Copy out each line below that contains the word "hillside".

#### Information provided
* Begin *
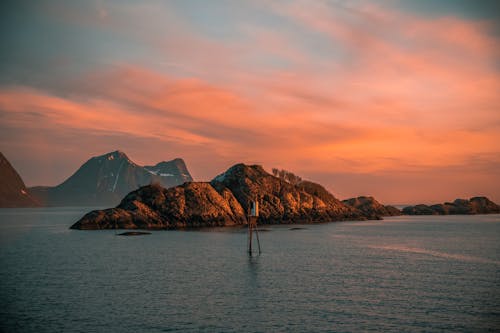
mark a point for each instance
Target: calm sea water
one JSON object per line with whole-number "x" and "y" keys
{"x": 402, "y": 274}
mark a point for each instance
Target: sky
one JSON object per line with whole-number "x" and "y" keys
{"x": 395, "y": 99}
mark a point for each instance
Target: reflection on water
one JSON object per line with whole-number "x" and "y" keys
{"x": 400, "y": 274}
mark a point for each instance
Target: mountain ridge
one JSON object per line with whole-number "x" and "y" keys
{"x": 106, "y": 179}
{"x": 13, "y": 191}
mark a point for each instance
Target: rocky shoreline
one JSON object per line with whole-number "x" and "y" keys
{"x": 224, "y": 202}
{"x": 475, "y": 205}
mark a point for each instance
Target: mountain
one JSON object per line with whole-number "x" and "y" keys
{"x": 222, "y": 202}
{"x": 13, "y": 192}
{"x": 106, "y": 179}
{"x": 371, "y": 207}
{"x": 475, "y": 205}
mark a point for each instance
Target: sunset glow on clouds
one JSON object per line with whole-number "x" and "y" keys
{"x": 367, "y": 98}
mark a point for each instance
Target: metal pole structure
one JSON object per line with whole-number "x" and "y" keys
{"x": 250, "y": 225}
{"x": 253, "y": 215}
{"x": 257, "y": 235}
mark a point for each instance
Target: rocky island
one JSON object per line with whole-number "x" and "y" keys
{"x": 475, "y": 205}
{"x": 224, "y": 201}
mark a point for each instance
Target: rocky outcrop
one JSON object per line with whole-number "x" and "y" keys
{"x": 475, "y": 205}
{"x": 13, "y": 192}
{"x": 280, "y": 201}
{"x": 106, "y": 179}
{"x": 371, "y": 207}
{"x": 189, "y": 205}
{"x": 222, "y": 202}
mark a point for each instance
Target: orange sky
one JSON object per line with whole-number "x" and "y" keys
{"x": 366, "y": 99}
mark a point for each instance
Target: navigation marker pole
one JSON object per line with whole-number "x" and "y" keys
{"x": 252, "y": 225}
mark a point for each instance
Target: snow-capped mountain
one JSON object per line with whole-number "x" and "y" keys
{"x": 105, "y": 180}
{"x": 13, "y": 192}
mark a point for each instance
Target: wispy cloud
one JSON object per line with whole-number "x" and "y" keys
{"x": 322, "y": 88}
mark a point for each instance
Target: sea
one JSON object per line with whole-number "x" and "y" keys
{"x": 402, "y": 274}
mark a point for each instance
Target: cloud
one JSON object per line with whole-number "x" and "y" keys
{"x": 318, "y": 88}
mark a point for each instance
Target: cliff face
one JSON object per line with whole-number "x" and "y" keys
{"x": 106, "y": 179}
{"x": 13, "y": 192}
{"x": 222, "y": 202}
{"x": 475, "y": 205}
{"x": 371, "y": 207}
{"x": 153, "y": 207}
{"x": 280, "y": 201}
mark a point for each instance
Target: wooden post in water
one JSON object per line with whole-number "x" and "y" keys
{"x": 252, "y": 225}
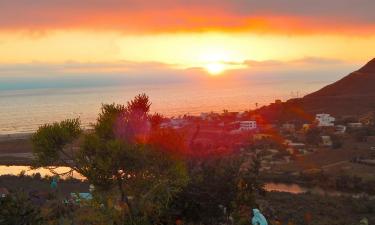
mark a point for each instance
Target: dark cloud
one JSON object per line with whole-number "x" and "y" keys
{"x": 194, "y": 15}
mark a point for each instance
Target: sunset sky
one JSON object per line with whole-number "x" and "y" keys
{"x": 213, "y": 36}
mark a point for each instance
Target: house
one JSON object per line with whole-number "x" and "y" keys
{"x": 3, "y": 192}
{"x": 248, "y": 125}
{"x": 261, "y": 136}
{"x": 174, "y": 123}
{"x": 306, "y": 127}
{"x": 293, "y": 147}
{"x": 77, "y": 197}
{"x": 288, "y": 127}
{"x": 326, "y": 141}
{"x": 324, "y": 120}
{"x": 354, "y": 125}
{"x": 340, "y": 129}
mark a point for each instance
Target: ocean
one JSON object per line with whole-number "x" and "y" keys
{"x": 24, "y": 110}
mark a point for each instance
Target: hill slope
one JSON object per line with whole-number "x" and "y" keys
{"x": 352, "y": 95}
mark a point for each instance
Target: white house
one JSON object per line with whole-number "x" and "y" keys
{"x": 326, "y": 141}
{"x": 248, "y": 125}
{"x": 354, "y": 125}
{"x": 325, "y": 120}
{"x": 340, "y": 129}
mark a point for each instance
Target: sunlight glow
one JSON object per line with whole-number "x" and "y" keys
{"x": 215, "y": 68}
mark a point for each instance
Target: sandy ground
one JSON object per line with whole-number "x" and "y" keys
{"x": 15, "y": 151}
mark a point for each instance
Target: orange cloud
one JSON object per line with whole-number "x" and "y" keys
{"x": 269, "y": 16}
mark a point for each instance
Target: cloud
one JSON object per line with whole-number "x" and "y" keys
{"x": 270, "y": 16}
{"x": 126, "y": 73}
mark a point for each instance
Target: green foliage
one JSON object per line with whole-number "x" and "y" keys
{"x": 125, "y": 154}
{"x": 313, "y": 136}
{"x": 17, "y": 209}
{"x": 50, "y": 140}
{"x": 220, "y": 186}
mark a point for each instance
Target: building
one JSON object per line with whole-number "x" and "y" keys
{"x": 324, "y": 120}
{"x": 261, "y": 136}
{"x": 340, "y": 129}
{"x": 174, "y": 123}
{"x": 288, "y": 127}
{"x": 354, "y": 125}
{"x": 248, "y": 125}
{"x": 3, "y": 192}
{"x": 326, "y": 141}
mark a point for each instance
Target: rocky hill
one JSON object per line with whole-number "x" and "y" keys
{"x": 352, "y": 95}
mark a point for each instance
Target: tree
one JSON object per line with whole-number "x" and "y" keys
{"x": 123, "y": 152}
{"x": 313, "y": 136}
{"x": 17, "y": 209}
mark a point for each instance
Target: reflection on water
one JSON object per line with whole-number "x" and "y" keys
{"x": 16, "y": 170}
{"x": 23, "y": 111}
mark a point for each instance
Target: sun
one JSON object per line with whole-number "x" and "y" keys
{"x": 215, "y": 68}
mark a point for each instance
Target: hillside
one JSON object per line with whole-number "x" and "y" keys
{"x": 352, "y": 95}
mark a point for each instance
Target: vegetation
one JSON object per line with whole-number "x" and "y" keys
{"x": 141, "y": 172}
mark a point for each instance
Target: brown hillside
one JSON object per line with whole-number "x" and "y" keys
{"x": 352, "y": 95}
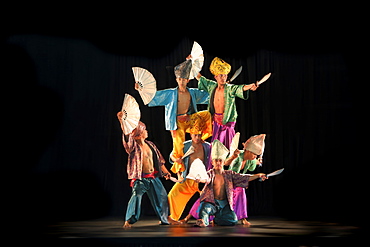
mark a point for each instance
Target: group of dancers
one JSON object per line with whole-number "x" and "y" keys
{"x": 219, "y": 165}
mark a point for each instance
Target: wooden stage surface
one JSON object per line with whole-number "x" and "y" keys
{"x": 146, "y": 232}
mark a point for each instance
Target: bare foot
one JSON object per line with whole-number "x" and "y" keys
{"x": 246, "y": 223}
{"x": 126, "y": 225}
{"x": 173, "y": 222}
{"x": 186, "y": 219}
{"x": 200, "y": 223}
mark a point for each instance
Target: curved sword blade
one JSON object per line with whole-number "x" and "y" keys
{"x": 237, "y": 72}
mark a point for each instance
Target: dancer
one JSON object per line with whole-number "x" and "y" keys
{"x": 222, "y": 100}
{"x": 242, "y": 162}
{"x": 144, "y": 167}
{"x": 182, "y": 115}
{"x": 217, "y": 195}
{"x": 181, "y": 192}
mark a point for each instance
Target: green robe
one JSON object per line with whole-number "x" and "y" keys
{"x": 236, "y": 164}
{"x": 231, "y": 91}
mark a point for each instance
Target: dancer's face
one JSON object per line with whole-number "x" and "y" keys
{"x": 182, "y": 82}
{"x": 221, "y": 78}
{"x": 217, "y": 164}
{"x": 248, "y": 155}
{"x": 196, "y": 138}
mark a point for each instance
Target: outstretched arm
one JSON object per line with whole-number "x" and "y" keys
{"x": 258, "y": 175}
{"x": 232, "y": 157}
{"x": 251, "y": 86}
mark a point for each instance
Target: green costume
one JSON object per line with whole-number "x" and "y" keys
{"x": 250, "y": 165}
{"x": 231, "y": 91}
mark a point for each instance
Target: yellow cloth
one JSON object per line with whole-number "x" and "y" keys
{"x": 179, "y": 196}
{"x": 197, "y": 123}
{"x": 219, "y": 66}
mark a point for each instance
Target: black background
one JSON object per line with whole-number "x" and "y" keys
{"x": 66, "y": 70}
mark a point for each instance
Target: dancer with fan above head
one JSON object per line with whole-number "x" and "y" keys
{"x": 242, "y": 162}
{"x": 222, "y": 99}
{"x": 181, "y": 113}
{"x": 181, "y": 192}
{"x": 217, "y": 196}
{"x": 144, "y": 167}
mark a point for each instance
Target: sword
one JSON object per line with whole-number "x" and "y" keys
{"x": 237, "y": 72}
{"x": 263, "y": 79}
{"x": 277, "y": 172}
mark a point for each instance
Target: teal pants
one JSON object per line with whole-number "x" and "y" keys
{"x": 157, "y": 196}
{"x": 223, "y": 215}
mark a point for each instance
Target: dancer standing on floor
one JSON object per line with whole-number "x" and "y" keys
{"x": 144, "y": 167}
{"x": 242, "y": 162}
{"x": 182, "y": 115}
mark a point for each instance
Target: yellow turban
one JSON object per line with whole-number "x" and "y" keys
{"x": 219, "y": 66}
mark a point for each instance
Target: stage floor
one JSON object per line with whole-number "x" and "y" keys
{"x": 147, "y": 232}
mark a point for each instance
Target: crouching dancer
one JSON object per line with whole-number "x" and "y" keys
{"x": 218, "y": 193}
{"x": 144, "y": 167}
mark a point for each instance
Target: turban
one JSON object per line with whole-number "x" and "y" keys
{"x": 255, "y": 144}
{"x": 219, "y": 66}
{"x": 139, "y": 129}
{"x": 183, "y": 69}
{"x": 219, "y": 151}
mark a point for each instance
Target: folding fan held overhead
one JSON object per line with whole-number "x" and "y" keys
{"x": 234, "y": 143}
{"x": 197, "y": 60}
{"x": 131, "y": 114}
{"x": 147, "y": 84}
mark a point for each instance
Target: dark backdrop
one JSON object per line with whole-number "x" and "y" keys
{"x": 62, "y": 89}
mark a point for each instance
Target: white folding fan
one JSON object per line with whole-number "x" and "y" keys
{"x": 190, "y": 151}
{"x": 234, "y": 143}
{"x": 147, "y": 84}
{"x": 263, "y": 79}
{"x": 197, "y": 170}
{"x": 197, "y": 60}
{"x": 131, "y": 114}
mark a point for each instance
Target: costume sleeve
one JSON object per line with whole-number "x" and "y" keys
{"x": 251, "y": 164}
{"x": 201, "y": 96}
{"x": 158, "y": 153}
{"x": 128, "y": 143}
{"x": 237, "y": 91}
{"x": 236, "y": 163}
{"x": 161, "y": 98}
{"x": 205, "y": 84}
{"x": 240, "y": 180}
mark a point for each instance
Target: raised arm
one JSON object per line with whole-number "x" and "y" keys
{"x": 232, "y": 157}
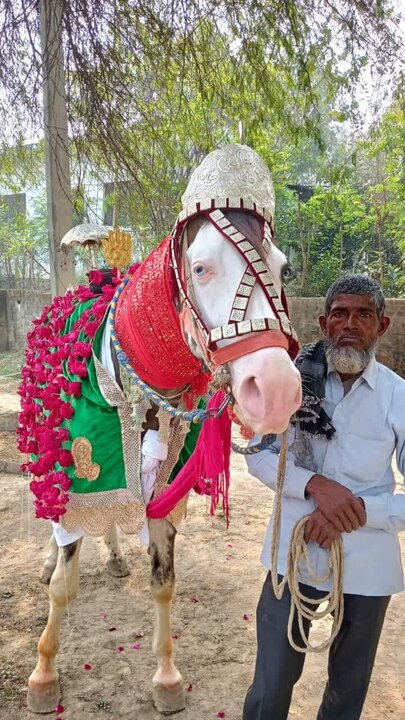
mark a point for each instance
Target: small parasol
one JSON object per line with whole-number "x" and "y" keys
{"x": 86, "y": 234}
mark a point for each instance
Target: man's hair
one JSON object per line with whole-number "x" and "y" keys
{"x": 356, "y": 285}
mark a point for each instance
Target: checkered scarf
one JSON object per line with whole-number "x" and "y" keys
{"x": 311, "y": 418}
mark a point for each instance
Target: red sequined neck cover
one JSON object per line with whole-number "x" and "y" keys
{"x": 148, "y": 328}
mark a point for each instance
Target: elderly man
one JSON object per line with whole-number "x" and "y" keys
{"x": 339, "y": 471}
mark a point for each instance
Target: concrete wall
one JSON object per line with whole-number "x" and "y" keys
{"x": 19, "y": 307}
{"x": 304, "y": 313}
{"x": 3, "y": 321}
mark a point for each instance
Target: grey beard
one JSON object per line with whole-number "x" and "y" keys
{"x": 348, "y": 361}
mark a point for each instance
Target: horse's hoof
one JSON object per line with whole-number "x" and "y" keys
{"x": 117, "y": 567}
{"x": 169, "y": 700}
{"x": 44, "y": 697}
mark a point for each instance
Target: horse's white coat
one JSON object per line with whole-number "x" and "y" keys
{"x": 265, "y": 384}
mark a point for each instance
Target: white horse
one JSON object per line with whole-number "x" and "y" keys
{"x": 265, "y": 386}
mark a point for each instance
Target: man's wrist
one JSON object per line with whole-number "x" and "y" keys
{"x": 311, "y": 485}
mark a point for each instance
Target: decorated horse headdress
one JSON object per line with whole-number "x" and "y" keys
{"x": 152, "y": 330}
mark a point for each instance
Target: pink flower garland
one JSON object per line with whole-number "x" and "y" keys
{"x": 43, "y": 407}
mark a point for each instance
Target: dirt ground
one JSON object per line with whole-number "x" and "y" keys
{"x": 215, "y": 644}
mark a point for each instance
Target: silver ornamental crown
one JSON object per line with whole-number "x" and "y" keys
{"x": 232, "y": 177}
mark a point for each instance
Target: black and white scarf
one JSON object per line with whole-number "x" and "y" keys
{"x": 311, "y": 418}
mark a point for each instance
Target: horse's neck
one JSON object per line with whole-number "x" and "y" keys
{"x": 107, "y": 360}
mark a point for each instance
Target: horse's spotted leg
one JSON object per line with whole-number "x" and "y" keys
{"x": 43, "y": 686}
{"x": 116, "y": 565}
{"x": 50, "y": 561}
{"x": 168, "y": 689}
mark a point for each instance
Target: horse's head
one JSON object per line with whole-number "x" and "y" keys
{"x": 231, "y": 274}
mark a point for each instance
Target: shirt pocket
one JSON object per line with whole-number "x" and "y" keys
{"x": 366, "y": 460}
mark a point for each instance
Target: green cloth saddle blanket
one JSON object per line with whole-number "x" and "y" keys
{"x": 106, "y": 437}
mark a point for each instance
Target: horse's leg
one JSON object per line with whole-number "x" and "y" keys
{"x": 43, "y": 686}
{"x": 168, "y": 690}
{"x": 116, "y": 565}
{"x": 50, "y": 561}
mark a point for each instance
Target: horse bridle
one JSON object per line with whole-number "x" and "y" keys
{"x": 261, "y": 332}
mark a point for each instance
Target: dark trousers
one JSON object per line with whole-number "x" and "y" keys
{"x": 279, "y": 666}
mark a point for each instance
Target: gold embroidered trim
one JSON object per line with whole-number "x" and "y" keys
{"x": 97, "y": 521}
{"x": 84, "y": 467}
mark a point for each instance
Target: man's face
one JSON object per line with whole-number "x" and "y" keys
{"x": 353, "y": 322}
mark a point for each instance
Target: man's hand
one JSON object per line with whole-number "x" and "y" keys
{"x": 337, "y": 503}
{"x": 320, "y": 530}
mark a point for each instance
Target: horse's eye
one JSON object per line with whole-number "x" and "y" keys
{"x": 287, "y": 273}
{"x": 199, "y": 270}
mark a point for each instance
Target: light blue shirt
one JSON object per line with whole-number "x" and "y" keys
{"x": 370, "y": 427}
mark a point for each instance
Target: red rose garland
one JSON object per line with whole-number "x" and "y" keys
{"x": 43, "y": 410}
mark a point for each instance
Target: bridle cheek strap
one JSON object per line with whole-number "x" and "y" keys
{"x": 258, "y": 341}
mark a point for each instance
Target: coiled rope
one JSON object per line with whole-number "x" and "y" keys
{"x": 297, "y": 551}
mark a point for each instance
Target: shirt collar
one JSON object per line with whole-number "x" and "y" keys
{"x": 369, "y": 373}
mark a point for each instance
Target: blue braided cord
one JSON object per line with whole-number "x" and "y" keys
{"x": 193, "y": 416}
{"x": 264, "y": 443}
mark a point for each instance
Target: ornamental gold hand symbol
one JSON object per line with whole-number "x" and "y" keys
{"x": 117, "y": 248}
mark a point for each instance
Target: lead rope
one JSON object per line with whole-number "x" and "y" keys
{"x": 297, "y": 551}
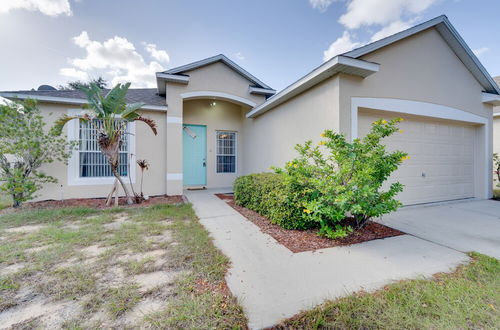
* End *
#### Output
Target: hillside
Target: brown hillside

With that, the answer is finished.